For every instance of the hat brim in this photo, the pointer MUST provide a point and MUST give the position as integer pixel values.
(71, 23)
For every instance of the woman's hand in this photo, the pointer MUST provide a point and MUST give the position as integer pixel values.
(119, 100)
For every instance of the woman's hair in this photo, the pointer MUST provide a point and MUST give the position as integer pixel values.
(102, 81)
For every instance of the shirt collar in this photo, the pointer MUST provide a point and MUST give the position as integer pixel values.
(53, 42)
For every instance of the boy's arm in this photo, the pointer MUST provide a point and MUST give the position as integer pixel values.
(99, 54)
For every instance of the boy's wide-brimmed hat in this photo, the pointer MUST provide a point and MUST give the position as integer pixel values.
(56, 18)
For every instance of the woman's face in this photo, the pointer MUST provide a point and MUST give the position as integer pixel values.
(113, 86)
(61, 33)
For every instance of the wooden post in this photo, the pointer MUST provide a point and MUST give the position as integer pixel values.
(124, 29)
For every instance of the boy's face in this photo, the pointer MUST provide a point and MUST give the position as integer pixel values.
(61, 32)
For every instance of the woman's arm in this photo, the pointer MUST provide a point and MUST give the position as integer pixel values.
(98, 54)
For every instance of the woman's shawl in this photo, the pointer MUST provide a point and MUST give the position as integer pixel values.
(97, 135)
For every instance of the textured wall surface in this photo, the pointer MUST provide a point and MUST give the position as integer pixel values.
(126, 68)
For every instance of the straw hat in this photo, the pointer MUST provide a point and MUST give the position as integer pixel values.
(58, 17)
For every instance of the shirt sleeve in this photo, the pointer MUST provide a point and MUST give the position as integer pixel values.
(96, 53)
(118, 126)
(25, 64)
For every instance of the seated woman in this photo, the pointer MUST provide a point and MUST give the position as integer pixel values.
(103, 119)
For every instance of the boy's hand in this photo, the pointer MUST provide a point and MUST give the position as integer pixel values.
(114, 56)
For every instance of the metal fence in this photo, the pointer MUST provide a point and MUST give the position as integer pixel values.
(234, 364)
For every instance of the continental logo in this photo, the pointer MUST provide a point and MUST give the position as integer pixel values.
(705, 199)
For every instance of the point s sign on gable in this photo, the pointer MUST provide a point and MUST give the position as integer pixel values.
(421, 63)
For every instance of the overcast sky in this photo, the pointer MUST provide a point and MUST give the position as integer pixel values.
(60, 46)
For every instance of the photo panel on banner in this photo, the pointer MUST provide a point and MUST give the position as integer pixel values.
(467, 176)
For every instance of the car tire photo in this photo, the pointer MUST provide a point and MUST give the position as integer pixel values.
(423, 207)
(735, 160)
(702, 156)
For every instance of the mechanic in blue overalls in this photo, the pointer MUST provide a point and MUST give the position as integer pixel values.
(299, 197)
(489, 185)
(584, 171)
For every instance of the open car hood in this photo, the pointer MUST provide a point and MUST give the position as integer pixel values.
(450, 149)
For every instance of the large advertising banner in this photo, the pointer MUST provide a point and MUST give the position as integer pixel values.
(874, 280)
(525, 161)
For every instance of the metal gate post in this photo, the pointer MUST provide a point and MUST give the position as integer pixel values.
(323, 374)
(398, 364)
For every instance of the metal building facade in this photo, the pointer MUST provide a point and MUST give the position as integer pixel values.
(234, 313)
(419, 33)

+++++

- _ENUNCIADO DE LA TAREA_: Reproduzca todas las líneas anteriores sin alterar ningún carácter.

- _RESULTADO OBTENIDO_:
For every instance of the hat brim in this photo, the pointer MUST provide a point and MUST give the position as integer pixel values.
(71, 23)
For every instance of the woman's hand in this photo, the pointer MUST provide a point and MUST give the position as integer pixel values.
(119, 100)
For every instance of the woman's hair in this photo, the pointer MUST provide a point and MUST give the position as integer pixel values.
(102, 81)
For every instance of the shirt collar in this photo, the pointer MUST provide a point and MUST give the position as integer pixel values.
(53, 42)
For every instance of the boy's arm in this photo, the pointer MUST provide a point and MUST give the position as integer pixel values.
(99, 54)
For every instance of the boy's wide-brimmed hat in this photo, the pointer MUST provide a point and MUST give the position as integer pixel values.
(56, 18)
For every instance of the woman's face in this photo, the pointer MUST provide a point and MUST give the position as integer pixel values.
(113, 86)
(61, 33)
For every instance of the wooden post in this photo, the pointer MUST provide a point and MUST give the position as integer pixel values.
(124, 29)
For every instance of the boy's face in this photo, the pointer MUST provide a point and MUST give the position as integer pixel values.
(61, 32)
For every instance of the woman's arm in this photo, the pointer MUST provide a point and MUST give the position as integer pixel values.
(98, 54)
For every instance of the woman's shawl in this photo, the pointer MUST provide a point and MUST give the position as integer pixel values.
(97, 135)
For every instance of the textured wall surface in this photo, the pointer MUST provide a point and MUST give the position as integer pixel values.
(126, 68)
For every instance of the straw hat in this photo, the pointer MUST provide a point and MUST give the position as integer pixel values.
(58, 17)
For every instance of the shirt sleeve in this photo, the pointer MUST provide a point and MUST give the position as integer pixel values.
(96, 53)
(118, 126)
(25, 64)
For every instance of the seated woman in this photo, the pointer MUST provide a point and MUST give the position as integer pixel values.
(103, 119)
For every instance of the boy's hand in this photo, the pointer MUST provide a point and MUST give the position as integer pixel values.
(114, 56)
For every instance of the metal fence in this photo, the pointer MUST provide a point and MUST give the position as integer pixel values.
(234, 364)
For every instance of the continental logo in this photo, the pointer MUST provide a point and MUST give the position as integer pixel values.
(705, 199)
For every instance of the point s sign on gable in this photo, the pointer MUST provide a point and MUST give the position as integer pixel values.
(421, 63)
For every instance of the overcast sky in this photo, the pointer MUST provide a point and MUST give the position as integer pixel values.
(60, 46)
For every instance of the photo panel on banner in this photo, the pointer MUST provide a point and MUST give the position as integer pixel values.
(467, 176)
For every instance of the car tire photo in this photo, the pointer MUST provide a point and MUST give the position as integer pixel values.
(423, 207)
(735, 160)
(702, 156)
For every instance of the mechanic in blue overalls in this photo, the pointer MUST provide a point and MUST give the position as integer pixel values.
(299, 197)
(489, 185)
(584, 171)
For every instance of the open car hood in this photo, the pointer MUST provide a point and MUST give the position as integer pixel values.
(450, 149)
For every instance of the large advertising banner in this photo, the pointer MUST provide a point and MUST give the position as integer pixel values.
(874, 280)
(525, 161)
For every instance of the metal gate post in this photo, the pointer MUST provide a point and MUST give the position as integer pixel values.
(323, 374)
(398, 364)
For every instance of the metal building facade in this photo, the pointer MUST provide a point and MUST give the position as integer pixel values.
(234, 313)
(419, 33)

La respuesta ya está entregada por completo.